RECORD EXTRACTS Block Start

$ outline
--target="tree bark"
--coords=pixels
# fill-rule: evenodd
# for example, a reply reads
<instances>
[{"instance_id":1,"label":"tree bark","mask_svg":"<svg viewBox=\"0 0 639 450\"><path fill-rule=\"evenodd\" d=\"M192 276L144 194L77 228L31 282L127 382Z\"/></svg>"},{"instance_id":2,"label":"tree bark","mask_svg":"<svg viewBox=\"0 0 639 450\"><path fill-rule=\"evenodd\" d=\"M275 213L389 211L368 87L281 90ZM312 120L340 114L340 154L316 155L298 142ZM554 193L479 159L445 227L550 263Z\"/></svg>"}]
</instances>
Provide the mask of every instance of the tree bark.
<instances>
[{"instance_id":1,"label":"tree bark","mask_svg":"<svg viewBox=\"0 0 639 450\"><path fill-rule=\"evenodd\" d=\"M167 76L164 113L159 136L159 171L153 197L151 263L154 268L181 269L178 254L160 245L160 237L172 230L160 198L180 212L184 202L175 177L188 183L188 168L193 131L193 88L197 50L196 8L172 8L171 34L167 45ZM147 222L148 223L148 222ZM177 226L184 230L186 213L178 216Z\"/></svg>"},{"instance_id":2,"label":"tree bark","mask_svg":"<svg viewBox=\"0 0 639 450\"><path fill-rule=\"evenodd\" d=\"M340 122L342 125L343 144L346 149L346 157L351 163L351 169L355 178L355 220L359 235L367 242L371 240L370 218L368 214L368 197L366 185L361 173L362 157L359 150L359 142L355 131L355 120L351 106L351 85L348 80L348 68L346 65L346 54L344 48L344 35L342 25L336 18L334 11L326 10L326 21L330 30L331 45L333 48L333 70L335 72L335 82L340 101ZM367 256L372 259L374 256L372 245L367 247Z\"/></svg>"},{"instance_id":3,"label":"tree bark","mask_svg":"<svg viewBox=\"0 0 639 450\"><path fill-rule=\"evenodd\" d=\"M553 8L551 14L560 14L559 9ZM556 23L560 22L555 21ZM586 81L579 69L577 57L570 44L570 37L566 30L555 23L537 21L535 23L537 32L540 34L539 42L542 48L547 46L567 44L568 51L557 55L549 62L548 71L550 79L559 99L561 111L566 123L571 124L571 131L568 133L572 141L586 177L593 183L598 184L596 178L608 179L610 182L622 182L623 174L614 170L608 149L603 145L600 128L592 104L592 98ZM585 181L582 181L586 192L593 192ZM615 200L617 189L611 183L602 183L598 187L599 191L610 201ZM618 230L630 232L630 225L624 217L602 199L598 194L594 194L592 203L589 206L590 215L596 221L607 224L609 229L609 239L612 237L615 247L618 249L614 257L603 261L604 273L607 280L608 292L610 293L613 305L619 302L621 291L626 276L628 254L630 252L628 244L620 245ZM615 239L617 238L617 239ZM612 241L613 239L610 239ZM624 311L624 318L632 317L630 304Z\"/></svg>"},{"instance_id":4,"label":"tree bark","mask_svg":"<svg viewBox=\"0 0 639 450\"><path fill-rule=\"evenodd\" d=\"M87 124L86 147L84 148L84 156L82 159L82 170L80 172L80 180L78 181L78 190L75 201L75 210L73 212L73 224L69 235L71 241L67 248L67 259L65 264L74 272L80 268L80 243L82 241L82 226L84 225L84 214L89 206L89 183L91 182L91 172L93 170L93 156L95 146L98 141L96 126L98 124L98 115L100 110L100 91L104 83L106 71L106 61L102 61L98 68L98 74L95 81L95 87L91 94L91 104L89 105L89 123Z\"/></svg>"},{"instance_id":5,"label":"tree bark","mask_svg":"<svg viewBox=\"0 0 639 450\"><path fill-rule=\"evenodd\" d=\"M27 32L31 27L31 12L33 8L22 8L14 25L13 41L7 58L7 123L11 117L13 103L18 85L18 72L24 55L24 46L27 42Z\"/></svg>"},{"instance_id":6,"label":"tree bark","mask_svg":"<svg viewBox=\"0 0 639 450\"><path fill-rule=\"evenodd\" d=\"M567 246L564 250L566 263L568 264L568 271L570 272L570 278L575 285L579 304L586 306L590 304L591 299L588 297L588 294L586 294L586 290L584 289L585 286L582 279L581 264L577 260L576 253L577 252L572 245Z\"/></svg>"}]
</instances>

RECORD EXTRACTS Block End

TASK BRIEF: Transcribe all of the data, keeping every line identical.

YOUR RESPONSE:
$ outline
--target="tree bark"
--coords=pixels
# fill-rule: evenodd
# for example, a reply reads
<instances>
[{"instance_id":1,"label":"tree bark","mask_svg":"<svg viewBox=\"0 0 639 450\"><path fill-rule=\"evenodd\" d=\"M192 276L144 194L77 228L31 282L127 382Z\"/></svg>"},{"instance_id":2,"label":"tree bark","mask_svg":"<svg viewBox=\"0 0 639 450\"><path fill-rule=\"evenodd\" d=\"M275 213L389 211L368 87L281 90ZM312 120L340 114L340 154L316 155L298 142ZM554 193L479 159L445 227L550 263Z\"/></svg>"}]
</instances>
Provide the mask of every instance of the tree bark.
<instances>
[{"instance_id":1,"label":"tree bark","mask_svg":"<svg viewBox=\"0 0 639 450\"><path fill-rule=\"evenodd\" d=\"M167 76L164 113L159 136L159 171L153 197L151 263L154 268L181 269L178 254L160 245L160 237L172 230L160 198L180 212L184 202L175 177L188 183L188 168L193 131L193 88L197 50L196 8L172 8L171 34L167 45ZM147 222L148 223L148 222ZM177 226L184 230L186 213L178 216Z\"/></svg>"},{"instance_id":2,"label":"tree bark","mask_svg":"<svg viewBox=\"0 0 639 450\"><path fill-rule=\"evenodd\" d=\"M340 122L342 125L343 144L346 149L346 157L351 163L351 169L355 178L355 220L359 235L367 242L371 240L370 218L368 214L368 197L366 185L361 173L362 157L359 150L359 142L355 131L355 120L351 106L351 85L348 80L348 68L346 65L346 54L344 48L344 35L342 25L336 18L334 11L326 10L326 21L330 30L331 45L333 48L333 70L335 72L335 82L340 101ZM367 256L372 259L374 256L372 245L367 247Z\"/></svg>"},{"instance_id":3,"label":"tree bark","mask_svg":"<svg viewBox=\"0 0 639 450\"><path fill-rule=\"evenodd\" d=\"M553 8L551 14L560 14L559 9ZM556 23L560 22L555 21ZM586 81L579 69L577 57L570 44L570 37L566 30L555 23L537 21L535 23L537 32L540 34L539 42L542 48L547 46L567 44L568 51L557 55L549 62L548 71L550 79L559 99L561 111L566 123L571 124L571 131L568 133L572 141L586 177L593 183L598 184L596 178L608 179L610 182L622 182L623 174L614 170L608 149L603 145L600 128L592 104L592 98ZM585 181L582 181L586 192L593 192ZM615 200L617 189L611 183L602 183L598 187L599 191L610 201ZM618 230L630 232L630 225L624 217L602 199L598 194L594 194L592 203L589 206L590 215L596 221L607 224L609 229L609 239L612 237L615 247L618 249L614 257L603 261L604 273L607 280L608 292L610 293L613 305L619 302L621 291L626 276L628 254L630 252L628 244L620 245ZM615 239L617 238L617 239ZM612 241L613 239L610 239ZM624 311L624 318L632 317L630 304Z\"/></svg>"},{"instance_id":4,"label":"tree bark","mask_svg":"<svg viewBox=\"0 0 639 450\"><path fill-rule=\"evenodd\" d=\"M87 124L86 147L84 148L84 156L82 159L82 170L80 172L80 180L78 181L78 190L75 201L75 210L73 212L73 224L69 235L71 241L67 248L67 259L65 264L74 272L80 268L80 243L82 241L82 226L84 225L84 214L89 206L89 183L91 182L91 172L93 170L93 156L95 146L98 141L96 126L98 124L98 115L100 110L100 91L104 83L106 71L106 61L102 61L98 68L98 74L95 81L95 87L91 94L91 104L89 105L89 123Z\"/></svg>"},{"instance_id":5,"label":"tree bark","mask_svg":"<svg viewBox=\"0 0 639 450\"><path fill-rule=\"evenodd\" d=\"M27 32L31 27L31 12L33 8L22 8L14 25L13 41L7 58L7 123L11 117L13 103L18 85L18 72L24 55L24 46L27 42Z\"/></svg>"},{"instance_id":6,"label":"tree bark","mask_svg":"<svg viewBox=\"0 0 639 450\"><path fill-rule=\"evenodd\" d=\"M567 246L564 250L566 263L568 264L568 271L570 272L570 278L575 285L579 304L586 306L590 304L591 299L588 297L588 294L586 294L586 290L584 289L585 286L582 279L581 264L577 260L576 253L577 252L572 245Z\"/></svg>"}]
</instances>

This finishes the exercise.